◆ Your assignment ◆
A single figure is required: the number of lines below in which the word "potted" occurs.

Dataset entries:
******
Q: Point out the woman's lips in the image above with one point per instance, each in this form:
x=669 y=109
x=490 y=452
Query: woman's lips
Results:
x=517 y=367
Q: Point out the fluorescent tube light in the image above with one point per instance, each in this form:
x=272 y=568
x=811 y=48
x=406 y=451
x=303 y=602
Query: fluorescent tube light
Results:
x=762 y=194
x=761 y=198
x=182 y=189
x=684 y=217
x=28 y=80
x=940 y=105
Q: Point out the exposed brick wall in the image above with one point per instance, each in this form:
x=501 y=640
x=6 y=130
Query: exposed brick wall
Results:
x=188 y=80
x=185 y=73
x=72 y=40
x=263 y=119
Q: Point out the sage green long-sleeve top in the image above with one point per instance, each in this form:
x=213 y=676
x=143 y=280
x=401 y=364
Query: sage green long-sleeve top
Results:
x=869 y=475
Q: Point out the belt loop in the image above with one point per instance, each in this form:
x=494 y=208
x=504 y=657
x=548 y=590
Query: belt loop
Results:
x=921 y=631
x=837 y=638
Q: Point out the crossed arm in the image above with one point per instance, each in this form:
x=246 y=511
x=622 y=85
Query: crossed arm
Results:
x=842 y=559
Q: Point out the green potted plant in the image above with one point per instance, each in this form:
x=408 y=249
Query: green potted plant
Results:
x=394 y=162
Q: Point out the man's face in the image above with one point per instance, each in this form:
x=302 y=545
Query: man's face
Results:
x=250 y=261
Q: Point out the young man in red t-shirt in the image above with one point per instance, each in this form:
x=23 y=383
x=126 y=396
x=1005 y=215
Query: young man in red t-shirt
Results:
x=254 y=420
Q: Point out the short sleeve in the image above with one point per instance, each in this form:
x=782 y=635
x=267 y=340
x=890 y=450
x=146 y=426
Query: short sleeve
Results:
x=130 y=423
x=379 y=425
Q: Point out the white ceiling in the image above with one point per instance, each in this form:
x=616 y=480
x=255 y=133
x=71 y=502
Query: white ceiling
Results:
******
◆ Answer for the task ◆
2